Print the data exactly as it is given, please.

─── Materials provided ───

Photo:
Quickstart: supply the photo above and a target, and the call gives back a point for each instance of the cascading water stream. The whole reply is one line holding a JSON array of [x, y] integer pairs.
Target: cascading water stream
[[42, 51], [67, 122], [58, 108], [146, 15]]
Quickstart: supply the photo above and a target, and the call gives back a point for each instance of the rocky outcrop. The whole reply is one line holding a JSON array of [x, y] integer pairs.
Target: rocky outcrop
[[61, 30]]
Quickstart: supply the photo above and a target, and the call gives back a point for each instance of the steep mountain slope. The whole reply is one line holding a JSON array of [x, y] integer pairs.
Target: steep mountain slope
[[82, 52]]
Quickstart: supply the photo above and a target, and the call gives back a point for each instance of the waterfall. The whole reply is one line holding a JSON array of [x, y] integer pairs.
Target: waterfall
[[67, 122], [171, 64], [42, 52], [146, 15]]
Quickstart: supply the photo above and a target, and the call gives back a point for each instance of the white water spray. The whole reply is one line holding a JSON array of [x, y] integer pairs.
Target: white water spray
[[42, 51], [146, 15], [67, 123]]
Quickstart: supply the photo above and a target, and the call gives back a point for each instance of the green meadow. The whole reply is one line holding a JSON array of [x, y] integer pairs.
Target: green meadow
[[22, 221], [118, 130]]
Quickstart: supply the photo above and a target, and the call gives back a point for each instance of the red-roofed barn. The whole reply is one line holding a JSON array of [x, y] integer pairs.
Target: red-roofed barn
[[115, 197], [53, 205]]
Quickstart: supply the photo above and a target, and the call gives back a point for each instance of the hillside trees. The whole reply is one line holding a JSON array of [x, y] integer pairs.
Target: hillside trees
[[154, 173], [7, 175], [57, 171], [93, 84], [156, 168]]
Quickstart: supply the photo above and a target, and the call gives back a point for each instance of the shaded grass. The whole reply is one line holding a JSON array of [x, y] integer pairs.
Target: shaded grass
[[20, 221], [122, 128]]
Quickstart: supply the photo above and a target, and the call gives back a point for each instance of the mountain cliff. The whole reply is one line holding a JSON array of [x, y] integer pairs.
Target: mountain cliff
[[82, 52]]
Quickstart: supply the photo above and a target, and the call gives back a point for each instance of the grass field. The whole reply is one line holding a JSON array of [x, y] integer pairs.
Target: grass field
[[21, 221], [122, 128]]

───

● **Response**:
Photo:
Quickstart: supply the photo above and a target, and the call gives back a point for each instance of the cascading water stream. The whole reply is one line holding a JSON array of [x, y] integer pairs.
Target: cascading water stream
[[42, 51], [67, 122], [58, 108], [146, 15]]
Quickstart: supply the photo above and a target, and the call gives back a point for each instance of the rocky outcrop. The whole reply is one line holding a JSON array of [x, y] integer pairs.
Target: rocky outcrop
[[61, 30]]
Quickstart: supply the photo above and a target, and the call gives back a point for each instance of the steep mountain slope. The whole reply is one line holding a JSON array of [x, y] integer pairs.
Target: steep mountain slope
[[82, 52]]
Quickstart: supply the photo above and a target, and the call gives back a point for each instance of the waterfall. The whole reply is one line holding a JSON array of [x, y] integer pairs.
Target: waterfall
[[67, 122], [171, 64], [42, 52], [146, 15]]
Quickstart: supply the photo above and a target, and the call gives back a point for each instance of the white water spray. The whole reply is one line holding a JSON array of [x, y] integer pairs.
Target: white water spray
[[42, 51], [146, 15], [67, 123]]
Quickstart: supply the photo above and a target, and the call gives back a point for each instance of the green meadow. The whole reply is one line holding a JSON array of [x, y] integer pairs.
Target: green meadow
[[22, 221], [118, 130]]
Quickstart: supply the photo above and a target, and the call gives back a point for each instance of the red-roofed barn. The whole reply is one line holding a JSON array of [x, y] integer pairs.
Target: red-roofed barn
[[115, 197], [53, 205]]
Quickstart: supply the photo above and a target, and the call gives back a point for each instance of the hillside trees. The whole reply is one line holding a JSON array of [x, y] integer pairs.
Target: hillside trees
[[154, 173], [7, 175], [57, 171], [93, 84], [156, 168]]
Quickstart: supply the photo above and a target, and the call gives back a point for each instance of the shaded grass. The whole reply is one line holding a JSON array of [x, y] integer pairs.
Target: shaded grass
[[20, 221], [122, 128]]
Quickstart: supply the photo above and a target, and the call gives back a point for each instance of the mountain cliff. The whole reply is one line holding a JSON array of [x, y] integer pairs.
Target: mountain cliff
[[82, 52]]
Quickstart: supply the photo above and a target, and the call gives back a point for each instance of the grass field. The whole reply is one line holding a JSON array of [x, y] integer pairs.
Target: grass field
[[21, 221], [122, 128]]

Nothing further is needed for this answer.